Antara T dan F

Ada konten seru-seruan di media sosial tentang perbedaan MBTI T dan F. Yaitu kita disuruh mengirim pesan ke pasangan dan melihat jawabannya.

"Aku lagi sedih, trus aku beli roti"



Jika pasangan menjawab, "kenapa sedih?" Itu artinya dia F. Jika jawabannya, "roti apa/beli di mana?", fix dia tipe T.

Sebetulnya perbedaan sikap antara T dan F nggak sesederhana itu, ya. Tapi aku agak tersentil saat muncul komentar-komentar di sana--yang aku harap itu sekedar canda--, "wah, tipe T itu ternyata nirempati, nggak punya perasaan, nggak peka".

Sebagai tipe T yang pasti akan menjawab dengan "roti apa/beli di mana?", aku merasa perlu klarifikasi, bahwa sebetulnya aku (kami) juga melakukannya berdasarkan empati.

Aku memilih menjawab itu sebagai rekasi pertama karena aku ingin memvalidasi kesedihan seseorang. Aku tahu dia sedih, oke. Itu jelas. Namun sebab sedihnya tidak harus langsung dibahas, bukan?

Aku lebih memilih untuk membiarkannya menyelesaikan ceritanya lebih dahulu. Misalnya, apakah rotinya enak? Apakah toko rotinya cantik? Apakah bertemu dengan orang yang ia kenal? Atau roti itu sama sekali tidak bisa membantunya menghapus kesedihan. Aku ingin mendengar semuanya sampai tuntas. Baru setelahnya, aku akan bertanya sebab kesedihannya.

Aku berfikir bahwa seorang yang sedih bisa jadi makin sedih ketika kita meminta diceritakan tentang kesedihannya, karena akan tampak seperti memanggil ulang memori itu. Bagiku, menghiburnya dahulu lebih tepat. Ketika ia siap bercerita, ia akan dengan sendirinya bicara tanpa diminta. Itu juga merupakan bentuk empati, bukan?

Seperti halnya T yang masih punya feeling, seorang F juga pasti punya kemampuan berfikir. Tidak fair jika kami bilang bahwa orang tipe F tidak punya otak atau logika. Wah, bisa-bisa ribut seluruh dunia beserta perintilannya.

Tipe F dan T, selama ia manusia normal (bukan psikopat), pasti punya emosi. F memulai dari perasaan orang lain, dan T menyusun struktur, fakta, dan solusi. T punya sudut pandangnya sendiri, yang kadang tidak tampak lembut.

Namun seperti jenis kepribadian lainnya, seorang T punya kelebihan dan kekurangan. T terlihat terlalu tegas, lugas, to the point. Niat ingin membantu bisa disalahartikan sebagai terburu-buru. Seorang T sering merasa bahwa logika adalah bentuk perhatian, dan bahwa jika masalah selesai maka perasaan orang akan ikut membaik. Padahal tidak demikian adanya. Ada hal-hal tak terlihat, rasa yang belum selesai, meskipun solusi sudah ditemukan.

## BAHAN
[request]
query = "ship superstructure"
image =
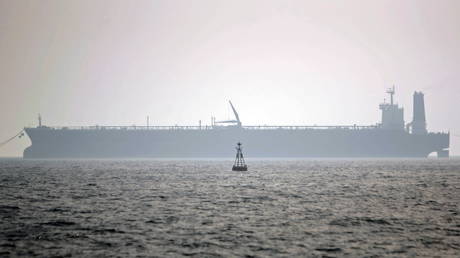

## YANG PERLU DIKERJAKAN
Tolong terjemahkan kalimat "Aku lebih memilih untuk membiarkannya menyelesaikan ceritanya lebih dahulu." dari tulisan tentang tipe T dan F ke dalam bahasa Inggris.

## HASIL PENGERJAAN
I would rather let them finish their story first.